>> Begin Records shown

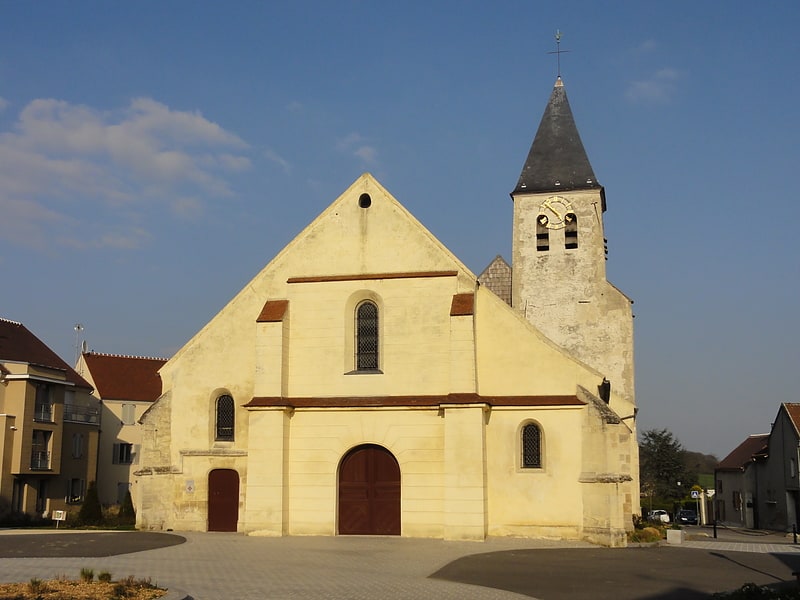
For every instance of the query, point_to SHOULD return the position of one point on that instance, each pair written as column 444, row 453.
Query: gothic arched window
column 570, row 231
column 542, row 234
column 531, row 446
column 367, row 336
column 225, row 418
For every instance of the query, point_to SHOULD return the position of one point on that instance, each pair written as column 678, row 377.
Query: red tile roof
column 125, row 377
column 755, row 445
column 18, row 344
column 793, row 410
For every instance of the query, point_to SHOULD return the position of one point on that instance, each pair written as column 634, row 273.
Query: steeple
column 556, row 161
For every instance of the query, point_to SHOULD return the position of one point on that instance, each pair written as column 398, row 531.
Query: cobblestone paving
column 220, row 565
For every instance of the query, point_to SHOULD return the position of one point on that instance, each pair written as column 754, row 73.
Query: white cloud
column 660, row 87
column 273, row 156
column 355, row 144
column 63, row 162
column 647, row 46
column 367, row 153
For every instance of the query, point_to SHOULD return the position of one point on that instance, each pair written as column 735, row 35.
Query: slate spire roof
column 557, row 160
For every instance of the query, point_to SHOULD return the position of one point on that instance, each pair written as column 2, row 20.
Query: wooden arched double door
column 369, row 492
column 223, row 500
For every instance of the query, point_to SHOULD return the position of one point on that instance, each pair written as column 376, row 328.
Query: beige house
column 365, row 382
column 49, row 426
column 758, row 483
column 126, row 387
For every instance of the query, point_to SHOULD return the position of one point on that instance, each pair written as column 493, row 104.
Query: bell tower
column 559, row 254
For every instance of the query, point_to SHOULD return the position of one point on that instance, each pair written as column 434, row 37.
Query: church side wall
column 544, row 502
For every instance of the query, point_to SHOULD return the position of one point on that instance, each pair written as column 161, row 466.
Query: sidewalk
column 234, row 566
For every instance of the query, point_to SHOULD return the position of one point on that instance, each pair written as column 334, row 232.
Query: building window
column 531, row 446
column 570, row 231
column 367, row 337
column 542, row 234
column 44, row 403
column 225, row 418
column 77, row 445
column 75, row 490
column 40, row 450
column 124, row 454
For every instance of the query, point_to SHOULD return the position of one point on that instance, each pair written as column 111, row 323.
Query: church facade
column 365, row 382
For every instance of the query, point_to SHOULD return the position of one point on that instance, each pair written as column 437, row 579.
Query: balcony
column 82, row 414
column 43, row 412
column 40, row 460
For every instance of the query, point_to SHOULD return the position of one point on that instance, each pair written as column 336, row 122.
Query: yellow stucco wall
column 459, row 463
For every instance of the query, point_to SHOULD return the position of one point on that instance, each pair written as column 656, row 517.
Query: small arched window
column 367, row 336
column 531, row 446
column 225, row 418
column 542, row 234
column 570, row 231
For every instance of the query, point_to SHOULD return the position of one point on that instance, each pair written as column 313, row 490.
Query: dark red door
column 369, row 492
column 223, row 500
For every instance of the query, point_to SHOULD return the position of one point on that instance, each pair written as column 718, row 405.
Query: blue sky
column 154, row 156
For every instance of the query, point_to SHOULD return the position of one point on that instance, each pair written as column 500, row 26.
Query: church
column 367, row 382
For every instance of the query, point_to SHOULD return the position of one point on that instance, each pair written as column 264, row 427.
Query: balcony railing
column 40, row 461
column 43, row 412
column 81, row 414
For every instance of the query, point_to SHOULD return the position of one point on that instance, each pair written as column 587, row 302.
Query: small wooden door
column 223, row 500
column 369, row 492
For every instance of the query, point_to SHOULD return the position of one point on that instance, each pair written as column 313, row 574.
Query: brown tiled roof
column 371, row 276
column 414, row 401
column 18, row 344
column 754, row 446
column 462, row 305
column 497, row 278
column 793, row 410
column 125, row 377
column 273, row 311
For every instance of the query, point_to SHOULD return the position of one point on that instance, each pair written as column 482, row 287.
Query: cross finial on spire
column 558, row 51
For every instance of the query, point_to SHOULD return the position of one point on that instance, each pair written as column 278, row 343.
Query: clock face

>> End Records shown

Reproduce every item above word for word, leaving out the pictures.

• [Written solution]:
For every instance of the query, point_to SHOULD return the position of one point on that instance, each pair written as column 444, row 453.
Query: gothic arched window
column 570, row 231
column 542, row 234
column 531, row 446
column 367, row 336
column 225, row 418
For every instance of the query, point_to SHOULD return the position of one point on that instance, each pair written as column 678, row 377.
Query: red tile roof
column 125, row 377
column 755, row 445
column 18, row 344
column 793, row 410
For every instance of the query, point_to SHOULD return the position of one point on that instance, each pair written as column 634, row 273.
Query: steeple
column 556, row 161
For every instance of the query, point_to SHOULD return the position of one point on that instance, each pair written as column 398, row 531.
Query: cobblestone paving
column 220, row 565
For every instance of the query, point_to SHOULD return the position of one point on that instance, each pair written as column 754, row 73.
Query: white cloud
column 660, row 87
column 273, row 156
column 355, row 144
column 63, row 162
column 647, row 46
column 367, row 153
For every instance of the query, point_to SHOULD return the position of one point on that instance, each pair written as column 735, row 35.
Query: slate spire roof
column 557, row 160
For every instance of the query, point_to SHOULD return the position of one point on that instance, each pair written as column 2, row 20.
Query: wooden arched double door
column 369, row 492
column 223, row 500
For every instance of the query, point_to SHOULD return the position of one point on that instance, each pair written as column 376, row 328.
Query: beige house
column 365, row 382
column 49, row 426
column 758, row 483
column 126, row 387
For every instance of the query, point_to SHOULD return the position of one point on that instance, each pair written as column 493, row 104.
Query: bell tower
column 559, row 254
For every instance of the query, point_to SHOULD return the position of one point on that instance, each pair written as column 434, row 37.
Query: church side wall
column 544, row 502
For every instance of the query, point_to SHOULD return the position of one point on that instance, each pair written as column 161, row 466.
Query: sidewalk
column 234, row 566
For every instance of the query, point_to SHOULD return the position of one point on that instance, each pair written as column 334, row 232.
Query: building window
column 531, row 446
column 570, row 231
column 367, row 337
column 542, row 234
column 44, row 403
column 225, row 418
column 77, row 445
column 75, row 490
column 40, row 450
column 124, row 454
For every instance of the query, point_to SHOULD return the position of one point on that instance, each pair written as column 111, row 323.
Query: church facade
column 365, row 382
For every instance of the query, point_to SHOULD return the position of one point on that instance, each pair written as column 437, row 579.
Query: balcony
column 82, row 414
column 43, row 412
column 40, row 460
For every instance of the query, point_to SHOULD return the position of one point on that instance, each pair written as column 336, row 122.
Query: yellow stucco wall
column 459, row 463
For every instance of the query, point_to SHOULD return the position of one point on that instance, each pair written as column 656, row 517.
Query: small arched window
column 367, row 336
column 531, row 446
column 225, row 418
column 542, row 234
column 570, row 231
For every instance of the query, point_to SHOULD return the position of one point on that instance, each pair written as column 313, row 490.
Query: dark red door
column 369, row 492
column 223, row 500
For every instance of the query, point_to SHOULD return the position of one point on that instance, each pair written as column 718, row 405.
Query: blue sky
column 154, row 156
For every instance of the query, point_to SHOULD return the position of one point on that instance, each pair written as column 500, row 26.
Query: church
column 367, row 382
For every instance of the query, point_to SHOULD return the position of one point on that instance, each pair written as column 264, row 427.
Query: balcony railing
column 40, row 461
column 43, row 412
column 81, row 414
For every instance of the query, point_to SHOULD return the position of one point on that instance, each pair written as column 587, row 302.
Query: small wooden door
column 223, row 500
column 369, row 492
For every instance of the query, point_to SHOULD return the position of one point on that instance, each pair written as column 313, row 574.
Query: brown tiled roof
column 371, row 276
column 414, row 401
column 18, row 344
column 754, row 446
column 462, row 305
column 497, row 278
column 793, row 410
column 125, row 377
column 273, row 311
For every instance of the query, point_to SHOULD return the position of one point on that instance, each pair written as column 482, row 287.
Query: cross finial on spire
column 558, row 51
For every instance of the query, point_to SHOULD return the position of one point on that instance, each pair written as column 278, row 343.
Query: clock face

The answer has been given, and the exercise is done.